Record list:
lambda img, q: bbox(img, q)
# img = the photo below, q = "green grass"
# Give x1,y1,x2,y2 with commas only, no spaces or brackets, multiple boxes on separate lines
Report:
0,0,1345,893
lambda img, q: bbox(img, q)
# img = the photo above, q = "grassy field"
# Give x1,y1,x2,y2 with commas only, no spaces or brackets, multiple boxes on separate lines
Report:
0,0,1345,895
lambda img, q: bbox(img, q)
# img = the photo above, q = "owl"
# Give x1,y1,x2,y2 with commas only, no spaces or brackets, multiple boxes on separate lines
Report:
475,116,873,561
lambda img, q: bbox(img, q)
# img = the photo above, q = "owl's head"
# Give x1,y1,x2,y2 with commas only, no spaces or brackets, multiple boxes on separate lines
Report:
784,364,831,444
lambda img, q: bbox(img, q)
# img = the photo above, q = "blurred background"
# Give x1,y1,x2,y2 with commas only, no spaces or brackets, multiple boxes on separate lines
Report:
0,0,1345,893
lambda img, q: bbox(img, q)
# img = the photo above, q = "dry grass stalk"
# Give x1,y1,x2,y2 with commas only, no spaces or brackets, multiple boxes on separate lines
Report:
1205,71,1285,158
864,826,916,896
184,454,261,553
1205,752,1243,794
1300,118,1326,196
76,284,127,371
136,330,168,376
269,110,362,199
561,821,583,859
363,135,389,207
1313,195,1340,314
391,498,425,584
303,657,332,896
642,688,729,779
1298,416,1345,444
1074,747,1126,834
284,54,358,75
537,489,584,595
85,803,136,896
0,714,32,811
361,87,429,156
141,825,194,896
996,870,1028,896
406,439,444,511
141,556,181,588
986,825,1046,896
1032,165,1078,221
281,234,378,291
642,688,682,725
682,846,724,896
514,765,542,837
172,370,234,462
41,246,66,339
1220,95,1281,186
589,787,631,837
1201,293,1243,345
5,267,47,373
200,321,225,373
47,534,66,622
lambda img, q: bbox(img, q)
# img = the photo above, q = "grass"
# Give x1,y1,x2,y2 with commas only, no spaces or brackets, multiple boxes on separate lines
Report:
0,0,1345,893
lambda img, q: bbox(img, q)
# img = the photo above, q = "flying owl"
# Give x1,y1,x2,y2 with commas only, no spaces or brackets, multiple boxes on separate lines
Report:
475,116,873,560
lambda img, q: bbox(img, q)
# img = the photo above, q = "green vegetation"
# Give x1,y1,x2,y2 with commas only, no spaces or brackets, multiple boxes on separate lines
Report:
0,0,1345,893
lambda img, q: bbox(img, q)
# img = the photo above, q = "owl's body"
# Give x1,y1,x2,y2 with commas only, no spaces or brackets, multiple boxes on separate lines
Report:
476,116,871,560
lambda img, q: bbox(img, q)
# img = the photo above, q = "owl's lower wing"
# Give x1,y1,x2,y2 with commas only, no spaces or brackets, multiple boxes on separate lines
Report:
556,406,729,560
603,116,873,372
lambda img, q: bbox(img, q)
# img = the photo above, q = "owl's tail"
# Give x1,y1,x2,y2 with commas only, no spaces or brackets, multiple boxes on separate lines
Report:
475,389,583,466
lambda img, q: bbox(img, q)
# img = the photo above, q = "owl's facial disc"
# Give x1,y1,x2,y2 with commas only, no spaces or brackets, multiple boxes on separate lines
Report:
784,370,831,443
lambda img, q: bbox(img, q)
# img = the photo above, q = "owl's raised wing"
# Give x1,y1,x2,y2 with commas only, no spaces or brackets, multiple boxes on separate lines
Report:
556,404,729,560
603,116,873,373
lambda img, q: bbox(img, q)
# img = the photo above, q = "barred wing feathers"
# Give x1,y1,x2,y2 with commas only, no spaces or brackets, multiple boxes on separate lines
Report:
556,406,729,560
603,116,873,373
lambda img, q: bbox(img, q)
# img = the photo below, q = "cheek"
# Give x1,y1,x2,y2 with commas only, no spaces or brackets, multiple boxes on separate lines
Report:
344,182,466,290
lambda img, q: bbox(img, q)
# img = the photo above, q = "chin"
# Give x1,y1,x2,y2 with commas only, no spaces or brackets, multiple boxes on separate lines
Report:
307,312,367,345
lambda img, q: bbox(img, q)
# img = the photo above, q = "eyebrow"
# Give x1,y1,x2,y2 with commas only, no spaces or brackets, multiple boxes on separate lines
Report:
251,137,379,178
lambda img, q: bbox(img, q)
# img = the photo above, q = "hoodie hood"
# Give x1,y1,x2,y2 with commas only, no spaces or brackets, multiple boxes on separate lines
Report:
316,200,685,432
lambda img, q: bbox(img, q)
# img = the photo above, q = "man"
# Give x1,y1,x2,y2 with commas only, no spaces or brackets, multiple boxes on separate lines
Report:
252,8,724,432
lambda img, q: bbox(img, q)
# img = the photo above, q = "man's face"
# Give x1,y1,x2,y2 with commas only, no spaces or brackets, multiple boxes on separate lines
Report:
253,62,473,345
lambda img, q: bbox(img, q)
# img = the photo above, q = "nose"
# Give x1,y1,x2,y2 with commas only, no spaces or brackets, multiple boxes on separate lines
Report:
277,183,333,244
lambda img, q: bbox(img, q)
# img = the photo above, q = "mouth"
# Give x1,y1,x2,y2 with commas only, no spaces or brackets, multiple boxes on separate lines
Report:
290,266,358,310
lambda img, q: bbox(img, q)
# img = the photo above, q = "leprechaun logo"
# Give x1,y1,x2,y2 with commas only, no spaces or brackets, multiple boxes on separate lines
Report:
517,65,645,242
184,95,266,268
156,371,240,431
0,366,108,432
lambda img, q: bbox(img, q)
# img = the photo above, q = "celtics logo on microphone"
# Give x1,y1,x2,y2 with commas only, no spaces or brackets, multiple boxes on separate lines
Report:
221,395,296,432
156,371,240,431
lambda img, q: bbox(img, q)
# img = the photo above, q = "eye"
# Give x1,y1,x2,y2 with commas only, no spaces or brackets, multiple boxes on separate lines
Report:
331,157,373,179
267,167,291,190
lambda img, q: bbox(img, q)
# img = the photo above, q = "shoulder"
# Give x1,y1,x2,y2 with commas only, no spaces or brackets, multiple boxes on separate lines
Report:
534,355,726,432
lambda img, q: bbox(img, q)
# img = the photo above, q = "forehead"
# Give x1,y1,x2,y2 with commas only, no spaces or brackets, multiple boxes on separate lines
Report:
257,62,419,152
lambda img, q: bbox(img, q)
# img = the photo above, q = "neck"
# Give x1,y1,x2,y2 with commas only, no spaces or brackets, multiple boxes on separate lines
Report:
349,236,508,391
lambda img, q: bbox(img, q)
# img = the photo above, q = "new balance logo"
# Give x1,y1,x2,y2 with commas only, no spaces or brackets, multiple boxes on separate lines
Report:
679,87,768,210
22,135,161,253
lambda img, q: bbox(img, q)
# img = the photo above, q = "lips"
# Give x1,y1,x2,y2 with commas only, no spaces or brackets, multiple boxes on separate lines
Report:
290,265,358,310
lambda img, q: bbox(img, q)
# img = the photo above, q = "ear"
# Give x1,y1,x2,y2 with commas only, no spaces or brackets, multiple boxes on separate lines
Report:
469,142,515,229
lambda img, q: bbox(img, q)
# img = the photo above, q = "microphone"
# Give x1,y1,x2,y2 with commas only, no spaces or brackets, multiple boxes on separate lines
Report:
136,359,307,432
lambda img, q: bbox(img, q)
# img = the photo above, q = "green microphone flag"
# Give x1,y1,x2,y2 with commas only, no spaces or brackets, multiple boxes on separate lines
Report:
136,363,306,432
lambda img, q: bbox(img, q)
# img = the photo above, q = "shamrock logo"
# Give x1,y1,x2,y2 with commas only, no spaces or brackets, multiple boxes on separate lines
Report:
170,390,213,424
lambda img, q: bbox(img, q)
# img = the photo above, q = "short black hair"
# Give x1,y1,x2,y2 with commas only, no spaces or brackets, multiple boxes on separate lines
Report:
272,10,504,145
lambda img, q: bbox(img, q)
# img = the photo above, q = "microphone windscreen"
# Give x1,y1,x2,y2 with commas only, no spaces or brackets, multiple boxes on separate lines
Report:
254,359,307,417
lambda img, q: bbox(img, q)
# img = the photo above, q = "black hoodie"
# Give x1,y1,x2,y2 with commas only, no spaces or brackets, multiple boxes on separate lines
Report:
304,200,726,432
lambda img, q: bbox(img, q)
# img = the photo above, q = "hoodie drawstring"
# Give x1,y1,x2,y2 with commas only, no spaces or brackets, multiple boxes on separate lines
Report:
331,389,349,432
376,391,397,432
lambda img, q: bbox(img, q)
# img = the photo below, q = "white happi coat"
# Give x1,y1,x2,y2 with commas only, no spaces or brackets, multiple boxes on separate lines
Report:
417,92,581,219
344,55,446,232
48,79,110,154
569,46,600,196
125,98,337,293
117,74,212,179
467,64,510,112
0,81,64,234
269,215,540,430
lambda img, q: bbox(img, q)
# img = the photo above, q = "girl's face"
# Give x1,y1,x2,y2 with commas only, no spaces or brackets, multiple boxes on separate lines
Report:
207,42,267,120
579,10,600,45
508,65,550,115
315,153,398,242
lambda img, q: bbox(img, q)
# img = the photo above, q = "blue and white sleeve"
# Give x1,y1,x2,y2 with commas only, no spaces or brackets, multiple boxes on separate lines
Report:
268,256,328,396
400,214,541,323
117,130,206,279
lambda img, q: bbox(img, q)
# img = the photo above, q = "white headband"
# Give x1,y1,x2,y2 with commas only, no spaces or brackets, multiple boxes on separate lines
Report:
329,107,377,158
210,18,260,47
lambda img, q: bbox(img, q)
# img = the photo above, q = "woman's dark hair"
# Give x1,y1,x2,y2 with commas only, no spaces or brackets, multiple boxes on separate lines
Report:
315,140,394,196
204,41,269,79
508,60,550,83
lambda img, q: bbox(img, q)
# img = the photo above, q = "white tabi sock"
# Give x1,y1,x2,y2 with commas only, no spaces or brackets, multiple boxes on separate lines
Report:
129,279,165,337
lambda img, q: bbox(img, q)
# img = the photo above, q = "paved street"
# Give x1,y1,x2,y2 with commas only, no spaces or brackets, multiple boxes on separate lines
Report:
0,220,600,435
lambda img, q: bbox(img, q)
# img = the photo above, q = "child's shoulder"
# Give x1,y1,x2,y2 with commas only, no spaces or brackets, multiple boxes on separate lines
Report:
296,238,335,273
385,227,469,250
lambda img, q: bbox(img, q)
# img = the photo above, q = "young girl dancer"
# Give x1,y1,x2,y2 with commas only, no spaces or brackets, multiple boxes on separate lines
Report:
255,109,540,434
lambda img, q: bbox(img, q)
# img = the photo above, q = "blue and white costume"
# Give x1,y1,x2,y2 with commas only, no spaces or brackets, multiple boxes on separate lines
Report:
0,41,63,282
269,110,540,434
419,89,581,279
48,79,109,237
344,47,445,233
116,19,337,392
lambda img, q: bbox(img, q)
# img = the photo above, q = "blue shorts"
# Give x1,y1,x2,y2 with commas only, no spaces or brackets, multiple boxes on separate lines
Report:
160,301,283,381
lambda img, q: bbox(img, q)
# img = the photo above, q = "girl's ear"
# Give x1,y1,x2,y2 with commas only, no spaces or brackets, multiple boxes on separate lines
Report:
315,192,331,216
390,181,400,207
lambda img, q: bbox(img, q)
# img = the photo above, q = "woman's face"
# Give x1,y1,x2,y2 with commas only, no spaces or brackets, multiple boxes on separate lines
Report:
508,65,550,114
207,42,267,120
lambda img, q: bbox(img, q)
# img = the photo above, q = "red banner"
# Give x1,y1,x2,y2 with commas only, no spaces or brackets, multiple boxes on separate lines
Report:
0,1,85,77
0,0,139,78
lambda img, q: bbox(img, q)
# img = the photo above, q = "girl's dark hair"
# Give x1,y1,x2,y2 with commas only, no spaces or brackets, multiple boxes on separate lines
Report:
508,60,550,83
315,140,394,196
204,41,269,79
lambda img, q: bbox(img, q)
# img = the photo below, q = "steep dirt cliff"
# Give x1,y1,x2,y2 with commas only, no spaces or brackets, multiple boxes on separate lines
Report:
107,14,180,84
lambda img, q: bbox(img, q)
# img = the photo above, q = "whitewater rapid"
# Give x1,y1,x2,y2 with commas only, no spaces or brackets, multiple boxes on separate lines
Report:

Exercise instructions:
Which lines of the material above contain the string "microphone"? List every one of them in full.

Worked answer:
# img = the photo above, q = "celtics logo on microphone"
# img = the photo above, q = "microphone"
# img = the photo above, q = "green microphone flag"
# img = the photo above, q = "microphone windscreen"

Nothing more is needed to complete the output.